• **Given request 1**
Answer these questions about the thread on Java UTF-8 substrings below:
(a) What is the maximum size of the database column?
(b) What character set does the database use?
(c) Which charset does the test case pass to the trim function?

• **Excerpt to read**
Search code examples
javaoracleutf-8substring

How to do substring for UTF8 string in java?


Suppose I have the following string: Rückruf ins Ausland I need to insert it into the database which has a max size of 10. I did a normal substring in java and it extracted this string Rückruf in which is 10 characters. When it tries to insert this column I get the following oracle error:

java.sql.SQLException: ORA-12899: value too large for column "WAEL"."TESTTBL"."DESC" (actual: 11, maximum: 10) The reason for this is that the database has a AL32UTF8 character set thus the ü will take 2 chars.

I need to write a function in java that does this substring but taking into consideration that the ü takes 2 bytes so the returned substring in this case should be Rückruf i (9 chars). Any suggestions?


Solution

  • If you want to trim the data in Java you must write a function that trims the string using the db charset used, something like this test case:

    package test;
    
    import java.io.UnsupportedEncodingException;
    
    public class TrimField {
    
        public static void main(String[] args) {
            //UTF-8 is the db charset
            System.out.println(trim("Rückruf ins Ausland",10,"UTF-8"));
            System.out.println(trim("Rüückruf ins Ausland",10,"UTF-8"));
        }
    
        public static String trim(String value, int numBytes, String charset) {
            do {
                byte[] valueInBytes = null;
                try {
                    valueInBytes = value.getBytes(charset);
                } catch (UnsupportedEncodingException e) {
                    throw new RuntimeException(e.getMessage(), e);
                }
                if (valueInBytes.length > numBytes) {
                    value = value.substring(0, value.length() - 1);
                } else {
                    return value;
                }
            } while (value.length() > 0);
            return "";
    
        }
    
    }

• **Pointing dataset excerpts**
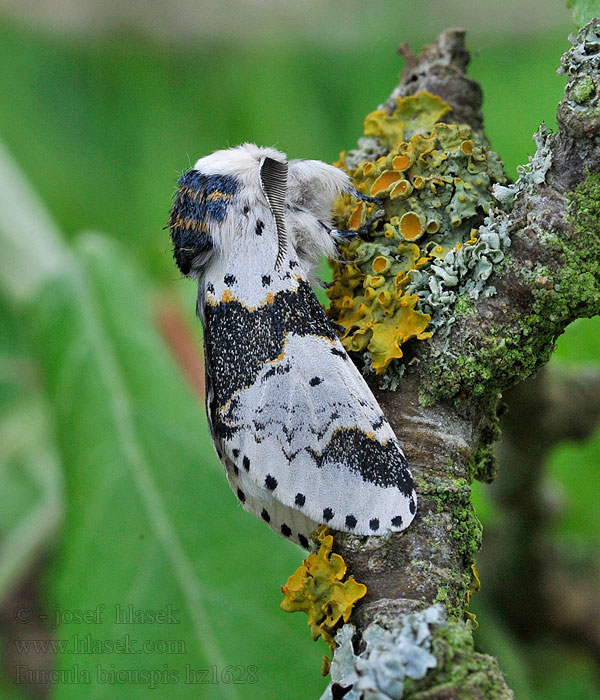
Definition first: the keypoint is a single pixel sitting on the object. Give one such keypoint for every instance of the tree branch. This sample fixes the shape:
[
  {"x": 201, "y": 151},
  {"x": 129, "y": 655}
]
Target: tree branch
[{"x": 444, "y": 412}]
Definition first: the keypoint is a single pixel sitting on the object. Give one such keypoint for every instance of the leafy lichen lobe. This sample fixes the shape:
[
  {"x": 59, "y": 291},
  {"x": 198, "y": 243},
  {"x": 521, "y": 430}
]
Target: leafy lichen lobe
[{"x": 434, "y": 182}]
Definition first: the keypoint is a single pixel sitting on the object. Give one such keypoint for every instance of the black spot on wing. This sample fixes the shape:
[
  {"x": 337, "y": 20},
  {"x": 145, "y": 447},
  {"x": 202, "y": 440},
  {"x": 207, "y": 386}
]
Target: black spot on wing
[
  {"x": 377, "y": 463},
  {"x": 235, "y": 361},
  {"x": 378, "y": 423},
  {"x": 339, "y": 353}
]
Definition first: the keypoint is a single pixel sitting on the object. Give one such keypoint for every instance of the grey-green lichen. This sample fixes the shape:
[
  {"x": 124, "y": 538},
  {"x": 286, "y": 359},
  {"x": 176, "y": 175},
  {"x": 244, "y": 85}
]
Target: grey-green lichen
[
  {"x": 583, "y": 89},
  {"x": 399, "y": 282},
  {"x": 390, "y": 659},
  {"x": 424, "y": 654},
  {"x": 581, "y": 61},
  {"x": 567, "y": 290}
]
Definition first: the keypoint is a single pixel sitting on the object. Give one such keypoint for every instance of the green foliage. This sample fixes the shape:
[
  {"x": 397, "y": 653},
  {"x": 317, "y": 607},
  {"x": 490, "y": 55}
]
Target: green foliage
[
  {"x": 584, "y": 10},
  {"x": 106, "y": 452},
  {"x": 149, "y": 521}
]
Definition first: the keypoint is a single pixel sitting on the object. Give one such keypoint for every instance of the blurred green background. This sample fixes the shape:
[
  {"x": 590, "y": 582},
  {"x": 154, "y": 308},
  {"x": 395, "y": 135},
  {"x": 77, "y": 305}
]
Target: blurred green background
[{"x": 110, "y": 492}]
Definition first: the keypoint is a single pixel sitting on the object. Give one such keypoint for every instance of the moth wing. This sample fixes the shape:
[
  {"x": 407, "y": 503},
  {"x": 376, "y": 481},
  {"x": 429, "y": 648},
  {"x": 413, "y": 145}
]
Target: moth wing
[{"x": 316, "y": 448}]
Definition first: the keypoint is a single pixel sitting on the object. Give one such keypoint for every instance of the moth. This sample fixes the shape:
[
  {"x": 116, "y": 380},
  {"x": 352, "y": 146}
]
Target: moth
[{"x": 301, "y": 436}]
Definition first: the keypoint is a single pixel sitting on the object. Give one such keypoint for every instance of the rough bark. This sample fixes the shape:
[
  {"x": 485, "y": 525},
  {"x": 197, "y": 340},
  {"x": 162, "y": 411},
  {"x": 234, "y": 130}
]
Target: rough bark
[{"x": 444, "y": 412}]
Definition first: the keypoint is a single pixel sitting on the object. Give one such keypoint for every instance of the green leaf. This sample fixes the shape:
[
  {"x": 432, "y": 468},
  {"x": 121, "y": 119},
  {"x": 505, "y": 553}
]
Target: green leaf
[
  {"x": 151, "y": 524},
  {"x": 584, "y": 10},
  {"x": 160, "y": 580},
  {"x": 31, "y": 498}
]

• **Given request 2**
From the records above, copy out every line that contains the word "wing".

• **Full answer 1**
(a) 10
(b) AL32UTF8
(c) UTF-8

• **Full answer 2**
Definition first: the keypoint is a single pixel sitting on the object. Give one such keypoint for every instance of the black spot on wing. This sample fixes the shape:
Target: black spot on wing
Definition first: the keypoint is a single pixel sitting on the object. Give one such keypoint for every instance of the moth wing. This sample fixes the shape:
Target: moth wing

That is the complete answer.